# Event Classification using NLP

This notebook classifies events based on their descriptions using a pre-trained SentenceTransformer model. The process involves loading the data, preprocessing it, encoding the descriptions, and finding the closest topics.

In [None]:
# Import the necessary libraries
from sentence_transformers import SentenceTransformer, util
import numpy as np
import pandas as pd
import ast

## Step 1: Load Data

First, we load the event data from a CSV file.

In [None]:
file_path = 'events.csv'
data = pd.read_csv(file_path)

data.head()

##  Step 2: Preprocess Data

We need to convert the string representations of lists in the 'Response' column to actual Python lists. This is done using the ast.literal_eval function.

In [None]:
import ast

def convert_string_to_list(string_list):
    """
    Convert a string representation of a list to an actual list.
    
    Parameters:
    string_list (str): The string representation of the list.
    
    Returns:
    list: The actual list if conversion is successful, otherwise an empty list.
    """
    try:
        return ast.literal_eval(string_list)
    except Exception:
        return []

# Apply the conversion function to the 'Response' column
data['Response'] = data['Response'].apply(convert_string_to_list)

# Display the first few rows of the data to check the conversion
data.head()


## Step 3: Encode and Classify Descriptions

Using a pre-trained SentenceTransformer model, we encode the descriptions and classify them into predefined topics.

In [None]:
# Load a pre-trained SentenceTransformer model
model = SentenceTransformer('all-MiniLM-L6-v2')

- **Source material**

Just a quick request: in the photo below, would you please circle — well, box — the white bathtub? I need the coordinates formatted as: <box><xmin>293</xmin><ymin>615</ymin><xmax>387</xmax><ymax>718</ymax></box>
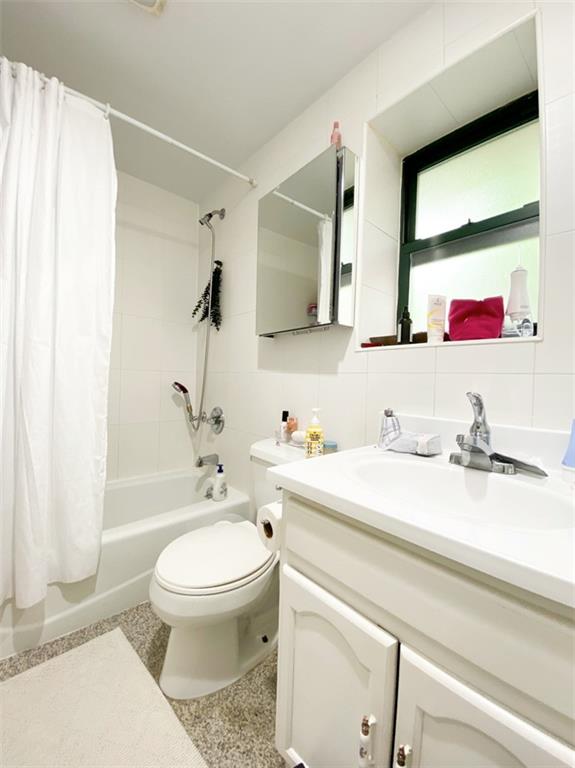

- **Tasks to complete**
#1 In the event classification notebook, why is ast.literal_eval applied to the 'Response' column?
#2 Reproduce the part of the event classification notebook between "# Apply the" and "model = SentenceTransformer('all-MiniLM-L6-v2')", inclusive.
#3 Write the next part of the event classification notebook, starting right after its final line.

- **The results**
#1 The 'Response' column holds lists stored as strings. The notebook uses ast.literal_eval to turn those string representations into actual Python lists.

#2
# Apply the conversion function to the 'Response' column
data['Response'] = data['Response'].apply(convert_string_to_list)

# Display the first few rows of the data to check the conversion
data.head()


## Step 3: Encode and Classify Descriptions

Using a pre-trained SentenceTransformer model, we encode the descriptions and classify them into predefined topics.

In [None]:
# Load a pre-trained SentenceTransformer model
model = SentenceTransformer('all-MiniLM-L6-v2')

#3
# Define a list of topics
topics = ["General", "Weather", "Political", "Economy", "Energy", "Business"]
topic_embeddings = model.encode(topics, convert_to_tensor=True)

def find_closest_topics(headlines):
    """
    Find the closest topics for a list of headlines using cosine similarity.
    
    Parameters:
    headlines (list): A list of headlines.
    
    Returns:
    list: A list of the closest topics for each headline.
    """
    # Encode the headlines
    headline_embeddings = model.encode(headlines, convert_to_tensor=True)
    
    # Compute cosine similarities between headline embeddings and topic embeddings
    similarities = util.pytorch_cos_sim(headline_embeddings, topic_embeddings)
    
    # Find the index of the maximum similarity score for each headline
    closest_topics = [topics[sim.argmax()] for sim in similarities]
    return closest_topics

# Apply the classification function to the 'Response' column
data['Event Type NLP'] = data['Response'].apply(find_closest_topics)

# Check the results
print(data[['Response', 'Event Type NLP']].head())


## Step 4: Save Classified Data
Finally, we save the classified data to a new CSV file.

In [None]:
data.to_csv("Labeled_Events.csv")